◆ Work to be completed:
Write out the full set of records below exactly.

Collection entries
######

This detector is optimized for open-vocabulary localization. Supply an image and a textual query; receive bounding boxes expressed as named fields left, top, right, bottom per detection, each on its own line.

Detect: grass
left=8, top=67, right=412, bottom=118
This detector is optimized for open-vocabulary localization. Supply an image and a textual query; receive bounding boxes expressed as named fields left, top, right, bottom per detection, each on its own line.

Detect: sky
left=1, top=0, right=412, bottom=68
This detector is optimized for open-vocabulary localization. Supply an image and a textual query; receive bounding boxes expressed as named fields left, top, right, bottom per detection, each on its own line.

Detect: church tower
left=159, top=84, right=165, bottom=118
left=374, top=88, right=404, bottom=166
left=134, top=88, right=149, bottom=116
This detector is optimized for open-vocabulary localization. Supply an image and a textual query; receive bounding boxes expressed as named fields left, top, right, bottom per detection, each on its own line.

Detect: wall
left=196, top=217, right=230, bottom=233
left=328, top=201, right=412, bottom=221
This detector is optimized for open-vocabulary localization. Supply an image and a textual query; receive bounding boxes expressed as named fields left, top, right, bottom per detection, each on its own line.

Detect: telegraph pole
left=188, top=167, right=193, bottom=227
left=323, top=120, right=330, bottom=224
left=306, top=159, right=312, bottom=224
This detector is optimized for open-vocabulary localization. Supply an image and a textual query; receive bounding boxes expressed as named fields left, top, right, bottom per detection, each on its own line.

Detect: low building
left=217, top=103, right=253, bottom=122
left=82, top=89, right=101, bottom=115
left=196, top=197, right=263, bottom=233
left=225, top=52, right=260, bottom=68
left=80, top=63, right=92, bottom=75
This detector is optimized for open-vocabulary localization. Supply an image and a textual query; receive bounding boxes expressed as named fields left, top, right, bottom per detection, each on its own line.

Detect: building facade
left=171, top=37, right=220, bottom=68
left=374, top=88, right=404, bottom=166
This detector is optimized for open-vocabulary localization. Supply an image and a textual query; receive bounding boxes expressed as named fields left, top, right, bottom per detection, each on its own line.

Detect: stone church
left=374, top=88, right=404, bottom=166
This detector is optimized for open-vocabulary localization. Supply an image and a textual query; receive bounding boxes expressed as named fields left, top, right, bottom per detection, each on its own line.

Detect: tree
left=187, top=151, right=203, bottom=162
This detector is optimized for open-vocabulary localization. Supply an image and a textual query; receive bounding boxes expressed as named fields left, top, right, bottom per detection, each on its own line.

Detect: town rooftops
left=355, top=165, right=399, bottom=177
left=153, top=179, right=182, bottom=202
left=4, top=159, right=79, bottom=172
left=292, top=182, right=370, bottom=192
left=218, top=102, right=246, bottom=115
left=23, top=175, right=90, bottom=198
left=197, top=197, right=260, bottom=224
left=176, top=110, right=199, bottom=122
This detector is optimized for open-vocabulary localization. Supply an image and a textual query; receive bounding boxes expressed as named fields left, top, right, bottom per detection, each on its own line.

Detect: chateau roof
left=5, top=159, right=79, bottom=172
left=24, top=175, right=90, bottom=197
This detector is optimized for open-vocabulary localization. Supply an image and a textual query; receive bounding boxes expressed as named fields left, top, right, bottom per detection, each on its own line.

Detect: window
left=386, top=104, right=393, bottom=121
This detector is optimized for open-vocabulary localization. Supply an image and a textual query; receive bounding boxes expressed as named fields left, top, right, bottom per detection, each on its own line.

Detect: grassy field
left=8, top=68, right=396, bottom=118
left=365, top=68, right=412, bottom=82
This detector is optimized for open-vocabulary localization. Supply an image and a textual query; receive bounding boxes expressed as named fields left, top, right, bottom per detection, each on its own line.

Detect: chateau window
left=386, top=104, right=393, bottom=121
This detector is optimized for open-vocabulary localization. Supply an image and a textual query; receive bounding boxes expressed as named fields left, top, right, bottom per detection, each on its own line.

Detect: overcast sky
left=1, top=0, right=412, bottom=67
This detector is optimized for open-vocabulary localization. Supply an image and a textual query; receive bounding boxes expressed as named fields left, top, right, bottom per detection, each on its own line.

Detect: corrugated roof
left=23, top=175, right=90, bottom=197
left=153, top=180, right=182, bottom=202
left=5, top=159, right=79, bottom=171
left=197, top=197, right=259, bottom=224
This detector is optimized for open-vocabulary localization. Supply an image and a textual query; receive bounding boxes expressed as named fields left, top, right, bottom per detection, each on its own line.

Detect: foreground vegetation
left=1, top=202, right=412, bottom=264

######

◆ Written solution:
This detector is optimized for open-vocabulary localization. Supply an image and a textual query; receive bounding boxes expressed as named fields left, top, right, bottom per detection, each on its own line.

Detect: grass
left=8, top=67, right=412, bottom=118
This detector is optimized for open-vocabulary localization. Supply an image and a textual query; receive bounding boxes expressed as named fields left, top, right, bottom per detection, each on its own line.

Detect: sky
left=1, top=0, right=412, bottom=68
This detector is optimized for open-vocabulary localization. Supply an image and a textual query; receive bounding boxes expressed as named fields left, top, right, bottom per detection, each on its own line.

Detect: church tower
left=159, top=84, right=165, bottom=118
left=374, top=88, right=404, bottom=166
left=134, top=88, right=149, bottom=116
This detector is optimized for open-vocabulary localization. Supply an image and a textual query; receive bounding boxes expressed as named fields left, top, right, bottom per detection, each on its own line.

Detect: wall
left=196, top=217, right=230, bottom=233
left=328, top=201, right=412, bottom=221
This detector is optimized for open-vocabulary localization. Supply an image and a textual query; receive bounding boxes expressed as named fields left, top, right, bottom per detection, each on its own line.

Detect: telegraph pole
left=188, top=167, right=193, bottom=227
left=323, top=120, right=330, bottom=224
left=306, top=159, right=312, bottom=224
This detector is optimized for open-vocabulary localization. Supply an image and a textual query; receive bounding boxes expressed as named fields left, top, right, bottom per detection, each on its own line.

Detect: low building
left=217, top=103, right=253, bottom=122
left=82, top=89, right=101, bottom=115
left=196, top=197, right=263, bottom=233
left=225, top=52, right=260, bottom=68
left=80, top=63, right=92, bottom=75
This detector is optimized for open-vocabulary localization. Supply an image and a textual query; receive bounding boxes expressed as named fields left, top, right, bottom per detection, each on its own line.

Detect: building facade
left=171, top=37, right=220, bottom=68
left=374, top=88, right=404, bottom=166
This detector is optimized for open-vocabulary localization. Supply an image and a textual query; receive bounding boxes expressed as named fields left, top, right, bottom per detection, each on its own line.

Detect: stone church
left=374, top=88, right=404, bottom=166
This detector is optimized for open-vocabulary localization. Supply an image and a textual query; receive bounding boxes expressed as named fields left, top, right, bottom per detection, each on its own line.

Detect: tree
left=187, top=151, right=203, bottom=162
This detector is optimized for open-vocabulary localization. Supply an image and a textual query; receive bounding boxes expressed as named fields left, top, right, bottom per detection, each on its own line.

Detect: town rooftops
left=355, top=165, right=399, bottom=177
left=153, top=179, right=182, bottom=202
left=4, top=159, right=79, bottom=172
left=292, top=182, right=370, bottom=192
left=218, top=102, right=246, bottom=115
left=23, top=175, right=90, bottom=198
left=197, top=197, right=260, bottom=224
left=176, top=110, right=199, bottom=122
This detector is optimized for open-vocabulary localization. Supply an image and a textual query; receive bounding boxes expressed as named fields left, top, right, bottom per detection, each on its own line.

Detect: chateau roof
left=5, top=159, right=79, bottom=172
left=24, top=175, right=90, bottom=197
This detector is optimized for open-vocabulary localization. Supply an image and a textual query; receive bounding boxes expressed as named fields left, top, right, bottom per detection, each on its own line.

Detect: window
left=386, top=104, right=393, bottom=121
This detector is optimized for open-vocabulary localization. Supply an image and a textual query; receive bounding boxes expressed as named fields left, top, right, bottom per detection, each on its own line.

Detect: grassy field
left=8, top=68, right=396, bottom=118
left=365, top=68, right=412, bottom=82
This detector is optimized for open-vocabulary localization. Supply an image and a textual query; receive bounding boxes expressed as named fields left, top, right, bottom per detection, each on its own line.

Detect: chateau window
left=386, top=104, right=393, bottom=121
This detector is optimized for open-vocabulary localization. Supply an image and a textual query; receive bounding boxes expressed as named fields left, top, right, bottom per detection, each on its own line.

Detect: overcast sky
left=1, top=0, right=412, bottom=67
This detector is optimized for open-vocabulary localization. Supply an image and a textual query; receive bounding boxes expressed as named fields left, top, right, bottom per detection, each on its own line.

Detect: corrugated roof
left=23, top=175, right=90, bottom=197
left=153, top=180, right=182, bottom=202
left=5, top=159, right=79, bottom=171
left=197, top=197, right=259, bottom=224
This detector is optimized for open-vocabulary localization. Supply an image and a textual query; receive bounding boxes expressed as named fields left, top, right, bottom per detection, each on its own line.

Detect: foreground vegetation
left=1, top=202, right=412, bottom=264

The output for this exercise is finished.